**Exercise instructions**:
Your response should be every line of the data, written out exactly.

**Provided data**:

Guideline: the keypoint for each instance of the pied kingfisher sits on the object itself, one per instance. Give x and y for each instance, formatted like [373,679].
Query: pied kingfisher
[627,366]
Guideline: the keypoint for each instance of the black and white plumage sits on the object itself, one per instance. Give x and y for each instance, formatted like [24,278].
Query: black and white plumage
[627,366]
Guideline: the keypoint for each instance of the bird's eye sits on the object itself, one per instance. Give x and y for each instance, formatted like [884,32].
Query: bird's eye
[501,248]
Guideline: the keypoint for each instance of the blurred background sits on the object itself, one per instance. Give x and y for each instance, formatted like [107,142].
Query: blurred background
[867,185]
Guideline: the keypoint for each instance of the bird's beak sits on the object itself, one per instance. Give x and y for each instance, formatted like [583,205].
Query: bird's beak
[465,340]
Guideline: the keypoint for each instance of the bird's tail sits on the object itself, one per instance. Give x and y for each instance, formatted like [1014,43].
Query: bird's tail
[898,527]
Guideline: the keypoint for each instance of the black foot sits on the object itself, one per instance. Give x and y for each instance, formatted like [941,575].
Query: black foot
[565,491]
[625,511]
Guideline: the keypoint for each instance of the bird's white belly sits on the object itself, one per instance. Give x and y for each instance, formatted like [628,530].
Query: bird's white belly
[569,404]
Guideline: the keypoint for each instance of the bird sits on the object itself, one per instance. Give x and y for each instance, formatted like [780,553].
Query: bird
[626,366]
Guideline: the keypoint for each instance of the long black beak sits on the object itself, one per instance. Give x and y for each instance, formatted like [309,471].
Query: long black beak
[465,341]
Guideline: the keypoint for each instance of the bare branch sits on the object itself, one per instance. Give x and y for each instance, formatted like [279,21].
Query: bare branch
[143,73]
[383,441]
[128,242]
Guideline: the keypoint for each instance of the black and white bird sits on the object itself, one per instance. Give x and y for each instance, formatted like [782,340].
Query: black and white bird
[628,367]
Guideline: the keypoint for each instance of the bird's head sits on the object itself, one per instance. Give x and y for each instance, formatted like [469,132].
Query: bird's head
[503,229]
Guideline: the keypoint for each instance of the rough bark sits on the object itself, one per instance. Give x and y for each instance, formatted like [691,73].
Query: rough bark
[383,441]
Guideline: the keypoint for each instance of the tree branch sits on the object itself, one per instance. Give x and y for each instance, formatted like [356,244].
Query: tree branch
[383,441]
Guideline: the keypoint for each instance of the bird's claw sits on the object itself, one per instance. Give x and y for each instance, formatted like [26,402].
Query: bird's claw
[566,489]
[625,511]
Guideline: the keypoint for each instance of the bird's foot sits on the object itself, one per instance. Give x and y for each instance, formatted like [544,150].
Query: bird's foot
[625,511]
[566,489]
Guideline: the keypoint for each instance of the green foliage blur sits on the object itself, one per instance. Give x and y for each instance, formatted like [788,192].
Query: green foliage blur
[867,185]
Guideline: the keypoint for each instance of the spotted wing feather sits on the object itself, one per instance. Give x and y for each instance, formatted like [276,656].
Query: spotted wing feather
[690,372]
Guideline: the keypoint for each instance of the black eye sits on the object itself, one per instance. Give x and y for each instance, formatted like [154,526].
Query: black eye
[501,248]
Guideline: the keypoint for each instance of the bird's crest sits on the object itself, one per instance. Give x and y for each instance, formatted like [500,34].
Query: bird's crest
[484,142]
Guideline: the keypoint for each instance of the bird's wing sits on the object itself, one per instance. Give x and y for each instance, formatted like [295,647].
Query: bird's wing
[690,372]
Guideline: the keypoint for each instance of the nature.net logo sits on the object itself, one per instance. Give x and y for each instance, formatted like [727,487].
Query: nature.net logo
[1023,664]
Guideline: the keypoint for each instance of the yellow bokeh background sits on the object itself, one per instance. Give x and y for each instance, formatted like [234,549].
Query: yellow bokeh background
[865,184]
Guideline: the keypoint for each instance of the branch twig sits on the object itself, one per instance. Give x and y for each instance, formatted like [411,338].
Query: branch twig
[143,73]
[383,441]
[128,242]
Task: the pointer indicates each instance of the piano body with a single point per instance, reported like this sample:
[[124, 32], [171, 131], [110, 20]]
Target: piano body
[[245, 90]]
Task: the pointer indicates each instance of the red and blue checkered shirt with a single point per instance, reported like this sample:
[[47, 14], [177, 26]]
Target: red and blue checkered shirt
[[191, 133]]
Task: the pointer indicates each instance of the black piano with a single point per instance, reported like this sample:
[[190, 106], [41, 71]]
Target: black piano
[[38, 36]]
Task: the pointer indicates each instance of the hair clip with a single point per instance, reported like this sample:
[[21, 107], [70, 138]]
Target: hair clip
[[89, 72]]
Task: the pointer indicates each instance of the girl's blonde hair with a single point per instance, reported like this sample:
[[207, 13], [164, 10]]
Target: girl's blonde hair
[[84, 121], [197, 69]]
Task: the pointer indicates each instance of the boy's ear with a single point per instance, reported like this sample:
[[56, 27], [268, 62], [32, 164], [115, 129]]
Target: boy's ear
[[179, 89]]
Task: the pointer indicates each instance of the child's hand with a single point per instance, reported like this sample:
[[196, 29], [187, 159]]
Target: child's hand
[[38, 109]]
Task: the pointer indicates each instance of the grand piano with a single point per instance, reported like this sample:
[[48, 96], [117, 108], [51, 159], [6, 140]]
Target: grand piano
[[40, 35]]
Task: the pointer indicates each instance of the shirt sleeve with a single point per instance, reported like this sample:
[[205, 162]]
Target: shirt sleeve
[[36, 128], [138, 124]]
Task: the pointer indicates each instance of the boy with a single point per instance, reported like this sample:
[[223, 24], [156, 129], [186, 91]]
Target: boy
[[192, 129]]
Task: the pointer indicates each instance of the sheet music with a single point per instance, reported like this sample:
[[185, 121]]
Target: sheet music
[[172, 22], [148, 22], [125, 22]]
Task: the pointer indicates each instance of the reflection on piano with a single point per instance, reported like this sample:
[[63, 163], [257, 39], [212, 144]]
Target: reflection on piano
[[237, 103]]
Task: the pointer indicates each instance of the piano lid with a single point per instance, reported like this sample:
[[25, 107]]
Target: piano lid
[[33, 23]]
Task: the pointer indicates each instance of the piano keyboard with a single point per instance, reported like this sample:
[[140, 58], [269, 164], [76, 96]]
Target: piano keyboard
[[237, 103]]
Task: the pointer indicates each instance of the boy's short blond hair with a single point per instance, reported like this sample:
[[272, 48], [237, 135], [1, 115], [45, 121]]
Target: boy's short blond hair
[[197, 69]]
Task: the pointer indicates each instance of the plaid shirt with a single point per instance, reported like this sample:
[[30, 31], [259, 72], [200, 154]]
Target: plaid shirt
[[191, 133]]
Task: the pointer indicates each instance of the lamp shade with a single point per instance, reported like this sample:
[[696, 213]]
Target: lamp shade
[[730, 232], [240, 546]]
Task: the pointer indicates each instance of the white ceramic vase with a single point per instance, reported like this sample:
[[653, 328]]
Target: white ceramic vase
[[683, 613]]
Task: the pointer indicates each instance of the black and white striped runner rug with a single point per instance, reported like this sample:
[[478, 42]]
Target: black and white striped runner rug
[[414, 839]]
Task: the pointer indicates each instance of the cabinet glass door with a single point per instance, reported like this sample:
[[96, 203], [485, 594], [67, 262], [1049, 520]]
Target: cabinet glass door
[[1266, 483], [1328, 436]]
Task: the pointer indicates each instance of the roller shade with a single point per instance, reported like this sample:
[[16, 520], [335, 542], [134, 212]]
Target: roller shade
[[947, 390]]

**Answer section**:
Guideline: the keypoint for each instance of the pied kingfisher sits on the object itself, one per instance. Give x and y for each instance, formatted like [373,679].
Query: pied kingfisher
[627,366]
Guideline: the keypoint for each instance of the black and white plumage sits on the object itself, one per instance. Give x and y for each instance, formatted like [24,278].
Query: black and white plumage
[627,366]
Guideline: the keypoint for each instance of the bird's eye sits on the object itself, one per instance. Give x and y for each instance, formatted like [884,32].
Query: bird's eye
[501,248]
Guideline: the keypoint for each instance of the blurred background sits on the object itself, one per instance. Give x and y for each instance, formatted like [107,142].
Query: blurred background
[867,185]
Guideline: the keypoint for each instance of the bird's beak sits on the object itself, one per instance. Give x and y for each instance, formatted like [583,205].
Query: bird's beak
[465,340]
Guideline: the keypoint for each instance of the bird's tail sits on the object itself, one per instance. Give x and y for each instance, formatted like [1014,43].
Query: bird's tail
[898,527]
Guideline: the keypoint for each instance of the black foot sits on the object itself, one per instance. Give x and y for each instance, formatted like [941,575].
Query: black foot
[565,491]
[625,511]
Guideline: the keypoint for each instance of the bird's white belly sits on the object itself, one per instance. Give x and y for each instance, formatted like [628,530].
Query: bird's white belly
[569,404]
Guideline: the keypoint for each instance of the bird sits on the object itself, one per instance. Give x and y for each instance, formatted like [780,553].
Query: bird
[626,366]
Guideline: the keypoint for each instance of the long black beak sits on the object itself, one per instance. Give x and y for each instance, formatted like [309,471].
Query: long black beak
[465,341]
Guideline: the keypoint for each instance of the bare branch sits on the object itself, one per instance. Give x and y for each instance, formatted like [279,21].
Query: bare branch
[143,73]
[383,441]
[128,242]
Guideline: the keypoint for each instance of the black and white bird sits on the object itself, one per instance. Give x and y for each instance, formatted like [782,340].
Query: black and white bird
[628,367]
Guideline: the keypoint for each instance of the bird's head sits on the object itself, one per instance. Give x and y for each instance, formatted like [469,132].
Query: bird's head
[503,229]
Guideline: the keypoint for each instance of the rough bark sits on the object itself, one per instance. Give x and y for each instance, formatted like [691,73].
Query: rough bark
[383,441]
Guideline: the keypoint for each instance of the tree branch sits on the object itself, one per instance. Give x and y for each instance, formatted like [356,244].
Query: tree branch
[383,441]
Guideline: the keypoint for each instance of the bird's claw sits on the object itself, one per instance. Give x and y for each instance, formatted like [26,402].
Query: bird's claw
[566,489]
[625,511]
Guideline: the keypoint for each instance of the bird's foot sits on the object itself, one per instance. Give x and y for each instance, formatted like [544,150].
Query: bird's foot
[625,511]
[566,489]
Guideline: the keypoint for each instance of the green foliage blur sits on the object itself, one per instance. Give x and y for each instance, formatted like [788,192].
Query: green foliage blur
[867,185]
Guideline: the keypoint for each instance of the spotted wing feather sits on the object itself, one per instance. Give x and y for each instance, formatted like [276,656].
Query: spotted wing feather
[690,372]
Guideline: the keypoint for each instance of the black eye sits on the object itself, one per instance. Give x and y for each instance, formatted like [154,526].
Query: black eye
[501,248]
Guideline: the keypoint for each instance of the bird's crest sits on the object itself, one per instance. Give x and y for each instance, formatted like [500,34].
Query: bird's crest
[484,142]
Guideline: the keypoint for each instance of the bird's wing sits on the object itself, one per instance. Give x and y for each instance, formatted like [295,647].
Query: bird's wing
[690,372]
Guideline: the keypoint for each instance of the nature.net logo sits on the object itself, one per instance. Give x and y for each instance, formatted like [727,487].
Query: nature.net logo
[1023,664]
Guideline: the keypoint for each instance of the yellow bokeh background sits on the object itself, one per instance. Give x and y for each instance, formatted like [234,549].
Query: yellow bokeh background
[865,184]
Guideline: the keypoint for each instance of the branch twig sits on the object itself, one per instance. Give x and y for each instance, formatted like [411,338].
Query: branch twig
[143,73]
[383,441]
[128,242]
Task: the pointer indicates each instance of the piano body with a single point per instance, reported like this sample:
[[124, 32], [171, 131], [110, 20]]
Target: piano body
[[245, 90]]
Task: the pointer indicates each instance of the red and blue checkered shirt with a single point per instance, reported like this sample:
[[47, 14], [177, 26]]
Target: red and blue checkered shirt
[[191, 133]]
Task: the pointer indicates each instance of the black piano with a single point per instance, reported like this sample:
[[190, 106], [41, 71]]
Target: black piano
[[38, 36]]
Task: the pointer indicates each instance of the hair clip with a single point per instance, reported like this sample:
[[21, 107], [70, 138]]
Target: hair clip
[[89, 72]]
Task: the pointer indicates each instance of the girl's blonde hair with a single point per instance, reported like this sample:
[[207, 13], [164, 10]]
Target: girl's blonde hair
[[84, 121], [197, 69]]
Task: the pointer indicates each instance of the boy's ear with a single point per instance, reported like this sample:
[[56, 27], [268, 62], [32, 164], [115, 129]]
Target: boy's ear
[[179, 89]]
Task: the pointer indicates each instance of the child's hand with a single point per instance, reported like this sample:
[[196, 29], [187, 159]]
Target: child's hand
[[38, 109]]
Task: the pointer indicates each instance of the grand piano with a single point per instance, reported like this sample:
[[48, 96], [117, 108], [51, 159], [6, 140]]
Target: grand piano
[[40, 35]]
Task: the pointer indicates each instance of the shirt sleeve with a single point per instance, reported like this sample:
[[205, 162]]
Target: shirt sleeve
[[36, 128], [138, 124]]
Task: the pointer indicates each instance of the boy with a single point per instance, reported like this sample:
[[223, 24], [156, 129], [186, 91]]
Target: boy
[[192, 129]]
Task: the pointer indicates each instance of the sheet music with a single point per instance, reported like this sample:
[[185, 121]]
Target: sheet music
[[172, 22], [148, 22], [125, 22]]
Task: the pointer indicates each instance of the reflection on piano with a single point per instance, reported like this sample:
[[63, 163], [257, 39], [212, 144]]
Target: reflection on piano
[[237, 103]]
Task: the pointer indicates each instance of the piano lid with a single point per instance, reported like this sample:
[[25, 107]]
Target: piano lid
[[33, 23]]
Task: the pointer indicates each instance of the piano keyboard with a single point per instance, reported like this sample:
[[140, 58], [269, 164], [76, 96]]
Target: piano keyboard
[[237, 103]]
Task: the pointer indicates each instance of the boy's short blond hair with a single point per instance, reported like this sample:
[[272, 48], [237, 135], [1, 115], [45, 121]]
Target: boy's short blond hair
[[197, 69]]
Task: the pointer indicates each instance of the plaid shirt with a single point per instance, reported like this sample:
[[30, 31], [259, 72], [200, 154]]
Target: plaid shirt
[[191, 133]]
Task: the pointer indicates each instance of the lamp shade with a single point per instance, reported like this sample:
[[696, 213]]
Target: lamp shade
[[730, 232], [240, 546]]
Task: the pointer indicates each instance of the white ceramic vase with a single point per instance, reported like this sample:
[[653, 328]]
Target: white ceramic vase
[[683, 613]]
Task: the pointer indicates each instance of the black and white striped runner rug with a single point per instance, reported like this sample:
[[478, 42]]
Target: black and white striped runner rug
[[414, 839]]
Task: the pointer indicates each instance of the cabinet glass door with a single point per instance, reported like this sample:
[[96, 203], [485, 594], [67, 262], [1049, 520]]
Target: cabinet glass door
[[1266, 483], [1328, 436]]
Task: the pointer indicates each instance of the roller shade with a single point per instance, reported like this sample:
[[16, 520], [335, 542], [134, 212]]
Target: roller shade
[[947, 390]]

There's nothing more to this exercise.